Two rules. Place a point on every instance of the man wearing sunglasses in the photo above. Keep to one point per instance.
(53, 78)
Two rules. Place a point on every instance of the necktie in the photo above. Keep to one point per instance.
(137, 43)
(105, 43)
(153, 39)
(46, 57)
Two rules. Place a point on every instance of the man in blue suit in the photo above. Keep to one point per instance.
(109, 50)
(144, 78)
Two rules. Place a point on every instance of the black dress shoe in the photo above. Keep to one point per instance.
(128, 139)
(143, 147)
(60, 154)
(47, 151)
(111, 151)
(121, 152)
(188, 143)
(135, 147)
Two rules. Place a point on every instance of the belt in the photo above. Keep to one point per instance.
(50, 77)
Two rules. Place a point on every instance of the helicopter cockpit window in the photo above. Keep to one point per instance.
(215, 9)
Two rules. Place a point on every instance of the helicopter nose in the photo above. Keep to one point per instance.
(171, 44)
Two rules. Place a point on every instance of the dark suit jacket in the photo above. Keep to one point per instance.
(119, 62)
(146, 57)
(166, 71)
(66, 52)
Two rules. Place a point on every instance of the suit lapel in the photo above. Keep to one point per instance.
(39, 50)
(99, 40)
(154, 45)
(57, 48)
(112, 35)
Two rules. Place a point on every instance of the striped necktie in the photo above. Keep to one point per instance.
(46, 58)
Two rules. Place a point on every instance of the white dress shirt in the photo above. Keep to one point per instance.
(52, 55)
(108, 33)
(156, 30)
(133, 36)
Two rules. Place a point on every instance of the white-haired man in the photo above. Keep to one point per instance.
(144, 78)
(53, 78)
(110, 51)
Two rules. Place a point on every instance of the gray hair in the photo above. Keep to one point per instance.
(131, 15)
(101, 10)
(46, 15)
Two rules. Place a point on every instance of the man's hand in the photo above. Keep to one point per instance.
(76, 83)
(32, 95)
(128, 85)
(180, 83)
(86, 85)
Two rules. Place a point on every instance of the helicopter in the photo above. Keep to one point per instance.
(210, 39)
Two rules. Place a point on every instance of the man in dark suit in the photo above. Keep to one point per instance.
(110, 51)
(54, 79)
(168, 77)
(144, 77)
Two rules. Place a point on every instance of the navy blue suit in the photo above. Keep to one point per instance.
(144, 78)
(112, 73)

************

◆ **EXERCISE DESCRIPTION**: Starting from the line holding "man in dark", restate the remaining lines of the data word for word, including the last.

◆ **ANSWER**:
Two rules. Place a point on every instance of the man in dark suit in the photo above. Keep to one point per instance.
(110, 51)
(54, 79)
(168, 77)
(144, 77)
Two rules. Place a point on every instance of the navy blue suit in the photo above. Keep to one point per instance.
(144, 78)
(112, 73)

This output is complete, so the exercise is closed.